== SUPPLIED RECORDS ==

■ ■ ■ ■

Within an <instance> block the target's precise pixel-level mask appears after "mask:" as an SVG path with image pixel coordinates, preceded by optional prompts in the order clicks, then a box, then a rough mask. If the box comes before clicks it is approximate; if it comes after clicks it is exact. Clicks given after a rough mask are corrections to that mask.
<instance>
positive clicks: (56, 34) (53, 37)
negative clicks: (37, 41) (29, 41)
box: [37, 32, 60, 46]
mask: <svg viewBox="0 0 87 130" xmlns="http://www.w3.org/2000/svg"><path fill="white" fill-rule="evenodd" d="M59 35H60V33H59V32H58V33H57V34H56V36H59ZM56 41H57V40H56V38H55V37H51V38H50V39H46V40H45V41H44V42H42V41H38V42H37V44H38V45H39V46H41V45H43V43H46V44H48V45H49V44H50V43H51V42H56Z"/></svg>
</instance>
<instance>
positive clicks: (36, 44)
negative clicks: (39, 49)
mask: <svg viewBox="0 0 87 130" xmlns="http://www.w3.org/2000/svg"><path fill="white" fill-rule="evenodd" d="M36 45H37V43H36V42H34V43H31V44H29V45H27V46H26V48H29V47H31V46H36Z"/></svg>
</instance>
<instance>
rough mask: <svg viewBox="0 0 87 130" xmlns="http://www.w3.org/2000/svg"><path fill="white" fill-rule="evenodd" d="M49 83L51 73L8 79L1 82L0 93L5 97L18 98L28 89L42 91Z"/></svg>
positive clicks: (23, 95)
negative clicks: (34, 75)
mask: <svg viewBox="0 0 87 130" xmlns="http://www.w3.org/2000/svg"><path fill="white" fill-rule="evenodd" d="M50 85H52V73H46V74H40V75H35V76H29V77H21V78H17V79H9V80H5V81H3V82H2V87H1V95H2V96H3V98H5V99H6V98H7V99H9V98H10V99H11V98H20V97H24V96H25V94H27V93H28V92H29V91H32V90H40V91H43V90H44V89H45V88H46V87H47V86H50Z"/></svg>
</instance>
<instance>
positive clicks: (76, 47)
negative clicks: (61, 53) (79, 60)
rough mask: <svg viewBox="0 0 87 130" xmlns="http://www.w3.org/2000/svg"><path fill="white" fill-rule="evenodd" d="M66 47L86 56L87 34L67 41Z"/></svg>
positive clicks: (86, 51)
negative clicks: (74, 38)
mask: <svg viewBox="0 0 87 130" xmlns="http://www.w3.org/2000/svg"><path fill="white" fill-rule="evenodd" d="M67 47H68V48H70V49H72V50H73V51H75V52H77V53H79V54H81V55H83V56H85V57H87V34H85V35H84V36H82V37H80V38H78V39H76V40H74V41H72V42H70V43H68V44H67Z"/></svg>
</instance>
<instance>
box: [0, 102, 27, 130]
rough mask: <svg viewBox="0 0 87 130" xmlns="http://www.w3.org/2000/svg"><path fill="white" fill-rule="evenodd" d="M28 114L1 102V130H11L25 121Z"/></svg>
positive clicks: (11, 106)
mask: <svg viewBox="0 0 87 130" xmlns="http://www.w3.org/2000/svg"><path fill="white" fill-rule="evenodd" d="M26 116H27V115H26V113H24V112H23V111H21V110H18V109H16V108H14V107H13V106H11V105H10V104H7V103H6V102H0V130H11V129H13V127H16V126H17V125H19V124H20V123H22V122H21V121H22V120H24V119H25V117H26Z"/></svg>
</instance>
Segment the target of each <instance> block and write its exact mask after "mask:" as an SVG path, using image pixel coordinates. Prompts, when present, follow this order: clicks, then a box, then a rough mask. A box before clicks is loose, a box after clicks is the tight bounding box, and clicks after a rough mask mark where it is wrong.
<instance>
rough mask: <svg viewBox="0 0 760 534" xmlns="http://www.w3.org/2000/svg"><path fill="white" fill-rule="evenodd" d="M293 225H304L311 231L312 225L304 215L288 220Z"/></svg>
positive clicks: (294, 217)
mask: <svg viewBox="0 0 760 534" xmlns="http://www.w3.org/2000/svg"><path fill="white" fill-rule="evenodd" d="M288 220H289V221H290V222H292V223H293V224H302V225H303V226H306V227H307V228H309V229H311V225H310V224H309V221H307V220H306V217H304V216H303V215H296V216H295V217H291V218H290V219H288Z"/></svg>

■ ■ ■ ■

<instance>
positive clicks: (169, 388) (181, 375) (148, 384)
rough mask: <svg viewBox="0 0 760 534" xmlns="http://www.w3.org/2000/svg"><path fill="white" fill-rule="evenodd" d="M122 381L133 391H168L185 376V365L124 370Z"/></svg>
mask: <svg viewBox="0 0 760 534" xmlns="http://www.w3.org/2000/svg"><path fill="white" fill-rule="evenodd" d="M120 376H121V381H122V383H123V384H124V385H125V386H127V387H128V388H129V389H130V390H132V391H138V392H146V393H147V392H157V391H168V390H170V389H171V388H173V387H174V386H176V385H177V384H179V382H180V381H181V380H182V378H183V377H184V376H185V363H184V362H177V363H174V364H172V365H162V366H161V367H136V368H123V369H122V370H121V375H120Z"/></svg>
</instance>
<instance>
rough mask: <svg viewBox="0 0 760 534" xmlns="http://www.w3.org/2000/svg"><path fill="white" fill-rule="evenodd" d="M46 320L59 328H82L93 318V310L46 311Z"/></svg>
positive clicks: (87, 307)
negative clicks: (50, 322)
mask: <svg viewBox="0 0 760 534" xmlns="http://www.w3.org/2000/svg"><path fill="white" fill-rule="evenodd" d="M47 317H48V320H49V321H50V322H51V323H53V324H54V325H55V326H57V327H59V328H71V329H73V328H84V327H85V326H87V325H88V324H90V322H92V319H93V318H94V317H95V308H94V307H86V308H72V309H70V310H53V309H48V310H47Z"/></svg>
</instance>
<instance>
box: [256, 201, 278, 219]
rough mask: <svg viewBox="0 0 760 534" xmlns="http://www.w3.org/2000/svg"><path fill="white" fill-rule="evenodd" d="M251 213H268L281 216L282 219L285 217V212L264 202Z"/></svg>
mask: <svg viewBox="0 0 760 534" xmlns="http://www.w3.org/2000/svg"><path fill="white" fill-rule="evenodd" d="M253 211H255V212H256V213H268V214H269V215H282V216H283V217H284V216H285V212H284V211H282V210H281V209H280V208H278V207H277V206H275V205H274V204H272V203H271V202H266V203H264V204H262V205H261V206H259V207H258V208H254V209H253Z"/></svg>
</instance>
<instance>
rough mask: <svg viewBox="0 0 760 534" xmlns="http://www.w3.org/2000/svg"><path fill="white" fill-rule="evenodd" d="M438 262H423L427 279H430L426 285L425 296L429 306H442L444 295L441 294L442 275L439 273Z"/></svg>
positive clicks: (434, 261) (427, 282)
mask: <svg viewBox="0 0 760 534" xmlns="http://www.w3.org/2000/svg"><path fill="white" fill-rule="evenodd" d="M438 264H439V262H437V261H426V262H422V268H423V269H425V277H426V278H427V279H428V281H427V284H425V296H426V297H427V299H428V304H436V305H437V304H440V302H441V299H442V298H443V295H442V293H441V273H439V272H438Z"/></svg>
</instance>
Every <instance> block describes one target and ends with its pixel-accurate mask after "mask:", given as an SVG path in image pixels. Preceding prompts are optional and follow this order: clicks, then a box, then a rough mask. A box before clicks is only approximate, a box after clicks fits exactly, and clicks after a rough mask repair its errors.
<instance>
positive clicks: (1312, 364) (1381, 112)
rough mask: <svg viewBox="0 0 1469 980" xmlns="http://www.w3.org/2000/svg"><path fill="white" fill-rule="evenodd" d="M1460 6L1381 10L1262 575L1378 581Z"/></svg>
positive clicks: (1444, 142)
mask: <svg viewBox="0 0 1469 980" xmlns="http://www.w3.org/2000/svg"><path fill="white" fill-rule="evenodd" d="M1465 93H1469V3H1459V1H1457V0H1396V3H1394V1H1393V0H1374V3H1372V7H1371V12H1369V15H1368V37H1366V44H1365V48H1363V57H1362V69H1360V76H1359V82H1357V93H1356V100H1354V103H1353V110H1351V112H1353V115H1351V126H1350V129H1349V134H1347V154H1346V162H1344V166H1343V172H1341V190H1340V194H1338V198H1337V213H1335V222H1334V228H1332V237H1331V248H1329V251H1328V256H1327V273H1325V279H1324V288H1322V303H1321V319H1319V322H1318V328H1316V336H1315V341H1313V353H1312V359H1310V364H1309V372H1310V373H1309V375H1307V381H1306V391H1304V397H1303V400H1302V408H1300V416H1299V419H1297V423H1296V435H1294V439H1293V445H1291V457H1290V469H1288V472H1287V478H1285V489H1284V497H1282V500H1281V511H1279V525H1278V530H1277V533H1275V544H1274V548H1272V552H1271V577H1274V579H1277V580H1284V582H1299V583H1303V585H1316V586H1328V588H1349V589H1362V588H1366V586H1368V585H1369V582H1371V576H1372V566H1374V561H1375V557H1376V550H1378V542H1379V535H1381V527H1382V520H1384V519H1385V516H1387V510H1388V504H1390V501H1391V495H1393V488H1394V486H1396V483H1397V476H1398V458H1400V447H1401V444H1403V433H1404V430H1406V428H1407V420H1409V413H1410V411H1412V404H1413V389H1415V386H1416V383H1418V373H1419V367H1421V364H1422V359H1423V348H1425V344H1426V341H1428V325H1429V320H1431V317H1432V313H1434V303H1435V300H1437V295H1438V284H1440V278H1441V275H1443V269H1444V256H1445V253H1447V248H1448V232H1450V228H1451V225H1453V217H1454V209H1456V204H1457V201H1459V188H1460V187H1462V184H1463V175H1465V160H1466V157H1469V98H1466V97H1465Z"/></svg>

■ ■ ■ ■

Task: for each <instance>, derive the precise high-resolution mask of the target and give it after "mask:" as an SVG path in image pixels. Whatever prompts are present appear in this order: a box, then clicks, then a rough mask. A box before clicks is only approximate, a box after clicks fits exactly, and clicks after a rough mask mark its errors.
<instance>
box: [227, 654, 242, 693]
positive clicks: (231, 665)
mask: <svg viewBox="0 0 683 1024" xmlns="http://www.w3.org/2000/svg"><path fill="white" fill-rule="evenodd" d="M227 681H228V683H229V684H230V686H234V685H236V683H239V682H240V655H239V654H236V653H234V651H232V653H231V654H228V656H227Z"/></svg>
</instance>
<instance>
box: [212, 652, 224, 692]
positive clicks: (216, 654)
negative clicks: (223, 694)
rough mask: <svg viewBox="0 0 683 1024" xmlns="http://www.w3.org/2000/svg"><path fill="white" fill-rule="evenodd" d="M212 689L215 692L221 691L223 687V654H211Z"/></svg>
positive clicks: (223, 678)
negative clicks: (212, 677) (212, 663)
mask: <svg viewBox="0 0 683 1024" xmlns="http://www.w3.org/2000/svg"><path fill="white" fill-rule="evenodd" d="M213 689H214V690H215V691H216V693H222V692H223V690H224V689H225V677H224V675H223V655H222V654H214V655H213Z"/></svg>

■ ■ ■ ■

== TASK INSTRUCTIONS ==
Rewrite the records from the line with "Within an <instance>" to the line with "positive clicks: (23, 95)", replacing "positive clicks" with "foreground points" and leaving everything else unchanged.

== OUTPUT OF THE TASK ==
Within an <instance> block the target's precise pixel-level mask appears after "mask:" as an SVG path with image pixel coordinates, preceded by optional prompts in the order clicks, then a box, then a rough mask. If the box comes before clicks it is approximate; if it comes after clicks it is exact. Clicks given after a rough mask are corrections to that mask.
<instance>
foreground points: (56, 34) (53, 37)
negative clicks: (37, 41) (29, 41)
box: [37, 32, 60, 46]
mask: <svg viewBox="0 0 87 130" xmlns="http://www.w3.org/2000/svg"><path fill="white" fill-rule="evenodd" d="M59 35H60V33H59V32H58V33H57V34H56V36H59ZM56 41H57V40H56V38H55V37H51V38H50V39H46V40H45V41H44V42H42V41H38V42H37V44H38V45H39V46H41V45H43V43H46V44H48V45H49V44H50V43H51V42H56Z"/></svg>
</instance>
<instance>
foreground points: (36, 44)
negative clicks: (39, 49)
mask: <svg viewBox="0 0 87 130" xmlns="http://www.w3.org/2000/svg"><path fill="white" fill-rule="evenodd" d="M36 45H37V43H36V42H34V43H31V44H29V45H27V46H26V48H29V47H31V46H36Z"/></svg>
</instance>
<instance>
rough mask: <svg viewBox="0 0 87 130" xmlns="http://www.w3.org/2000/svg"><path fill="white" fill-rule="evenodd" d="M49 83L51 73L8 79L1 82L0 93L5 97L18 98L28 89L42 91Z"/></svg>
foreground points: (23, 95)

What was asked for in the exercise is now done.